Task to carry out
In this exercise, every entry below is to be reproduced word for word.
Data listing Start Marker
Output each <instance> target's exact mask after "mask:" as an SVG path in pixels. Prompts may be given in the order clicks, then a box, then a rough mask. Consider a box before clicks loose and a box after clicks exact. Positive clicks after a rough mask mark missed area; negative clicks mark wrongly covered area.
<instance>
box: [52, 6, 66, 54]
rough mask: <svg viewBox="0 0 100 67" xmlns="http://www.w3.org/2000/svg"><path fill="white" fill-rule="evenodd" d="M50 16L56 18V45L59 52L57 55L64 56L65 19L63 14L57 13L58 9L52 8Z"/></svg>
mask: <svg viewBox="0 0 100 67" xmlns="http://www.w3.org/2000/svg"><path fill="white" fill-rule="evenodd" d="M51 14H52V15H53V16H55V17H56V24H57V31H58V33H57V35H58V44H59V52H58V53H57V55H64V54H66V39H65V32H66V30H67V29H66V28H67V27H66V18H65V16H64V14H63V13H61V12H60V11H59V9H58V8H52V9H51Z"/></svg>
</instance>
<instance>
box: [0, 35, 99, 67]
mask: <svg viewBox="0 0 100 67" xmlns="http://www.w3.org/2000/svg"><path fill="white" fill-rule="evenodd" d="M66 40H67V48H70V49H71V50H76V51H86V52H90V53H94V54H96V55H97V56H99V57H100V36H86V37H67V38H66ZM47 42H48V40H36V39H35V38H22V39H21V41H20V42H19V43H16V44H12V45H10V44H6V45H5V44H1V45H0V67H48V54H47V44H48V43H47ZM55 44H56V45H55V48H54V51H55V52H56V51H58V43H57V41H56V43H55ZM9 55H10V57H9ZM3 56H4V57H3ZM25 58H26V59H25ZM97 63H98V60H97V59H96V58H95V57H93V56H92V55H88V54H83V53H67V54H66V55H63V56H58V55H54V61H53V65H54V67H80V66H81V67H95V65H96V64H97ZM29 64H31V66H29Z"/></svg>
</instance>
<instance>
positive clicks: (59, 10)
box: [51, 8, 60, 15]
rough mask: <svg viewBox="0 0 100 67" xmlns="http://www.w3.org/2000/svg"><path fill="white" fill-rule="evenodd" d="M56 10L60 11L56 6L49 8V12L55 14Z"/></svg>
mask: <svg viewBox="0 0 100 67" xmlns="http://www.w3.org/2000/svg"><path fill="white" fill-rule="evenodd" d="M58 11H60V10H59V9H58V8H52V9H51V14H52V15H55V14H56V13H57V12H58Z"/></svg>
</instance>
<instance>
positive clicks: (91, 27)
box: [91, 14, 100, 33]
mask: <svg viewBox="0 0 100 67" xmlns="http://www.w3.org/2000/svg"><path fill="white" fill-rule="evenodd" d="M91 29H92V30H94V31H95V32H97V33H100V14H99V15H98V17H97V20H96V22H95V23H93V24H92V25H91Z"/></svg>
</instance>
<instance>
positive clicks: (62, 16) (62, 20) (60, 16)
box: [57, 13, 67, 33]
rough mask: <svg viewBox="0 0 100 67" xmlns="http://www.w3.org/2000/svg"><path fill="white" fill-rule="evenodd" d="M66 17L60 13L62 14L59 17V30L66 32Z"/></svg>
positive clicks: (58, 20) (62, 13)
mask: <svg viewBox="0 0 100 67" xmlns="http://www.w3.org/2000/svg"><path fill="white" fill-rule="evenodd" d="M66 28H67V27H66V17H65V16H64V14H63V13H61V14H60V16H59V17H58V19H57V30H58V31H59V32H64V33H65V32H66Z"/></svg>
Data listing End Marker
Result of the exercise
Output each <instance> target's exact mask after "mask:" as an SVG path in pixels. Prompts may be given in the order clicks, then a box, then a rough mask. Consider a box before clicks loose and a box after clicks exact. Positive clicks after a rough mask mark missed area; negative clicks mark wrongly covered area.
<instance>
box: [52, 6, 66, 54]
rough mask: <svg viewBox="0 0 100 67" xmlns="http://www.w3.org/2000/svg"><path fill="white" fill-rule="evenodd" d="M50 16L56 18V45L59 52L57 55L64 56L65 19L63 14L57 13L58 9L52 8Z"/></svg>
mask: <svg viewBox="0 0 100 67" xmlns="http://www.w3.org/2000/svg"><path fill="white" fill-rule="evenodd" d="M51 14H52V15H53V16H55V17H56V24H57V31H58V33H57V35H58V44H59V52H58V53H57V55H64V54H66V39H65V32H66V30H67V29H66V28H67V27H66V18H65V16H64V14H63V13H61V12H60V11H59V9H58V8H52V9H51Z"/></svg>
</instance>
<instance>
box: [0, 35, 99, 67]
mask: <svg viewBox="0 0 100 67" xmlns="http://www.w3.org/2000/svg"><path fill="white" fill-rule="evenodd" d="M66 40H67V48H70V49H71V50H76V51H86V52H90V53H94V54H96V55H97V56H99V57H100V36H86V37H67V38H66ZM47 42H48V40H36V39H35V38H22V39H21V41H20V42H19V43H16V44H12V45H10V44H6V45H5V44H1V45H0V67H48V54H47V44H48V43H47ZM55 44H56V45H55V48H54V51H55V52H56V51H58V43H57V41H56V43H55ZM9 55H10V57H9ZM3 56H4V57H3ZM25 58H26V59H25ZM97 63H98V60H97V59H96V58H95V57H93V56H92V55H88V54H83V53H67V54H66V55H63V56H58V55H54V61H53V65H54V67H80V66H81V67H95V65H96V64H97ZM29 64H31V66H29Z"/></svg>
</instance>
<instance>
positive clicks: (59, 10)
box: [51, 8, 60, 15]
rough mask: <svg viewBox="0 0 100 67" xmlns="http://www.w3.org/2000/svg"><path fill="white" fill-rule="evenodd" d="M56 10L60 11L56 6L49 8V12L55 14Z"/></svg>
mask: <svg viewBox="0 0 100 67" xmlns="http://www.w3.org/2000/svg"><path fill="white" fill-rule="evenodd" d="M58 11H60V10H59V9H58V8H52V9H51V14H52V15H55V14H56V13H57V12H58Z"/></svg>
</instance>
<instance>
positive clicks: (91, 27)
box: [91, 14, 100, 33]
mask: <svg viewBox="0 0 100 67" xmlns="http://www.w3.org/2000/svg"><path fill="white" fill-rule="evenodd" d="M91 29H92V30H94V31H95V32H97V33H100V14H99V15H98V17H97V20H96V22H95V23H93V24H92V25H91Z"/></svg>
</instance>
<instance>
positive clicks: (62, 16) (62, 20) (60, 16)
box: [57, 13, 67, 33]
rough mask: <svg viewBox="0 0 100 67" xmlns="http://www.w3.org/2000/svg"><path fill="white" fill-rule="evenodd" d="M66 17L60 13L62 14L59 17V30L66 32Z"/></svg>
positive clicks: (58, 20) (62, 13)
mask: <svg viewBox="0 0 100 67" xmlns="http://www.w3.org/2000/svg"><path fill="white" fill-rule="evenodd" d="M66 28H67V27H66V17H65V16H64V14H63V13H61V14H60V16H59V17H58V19H57V30H58V31H59V32H64V33H65V32H66Z"/></svg>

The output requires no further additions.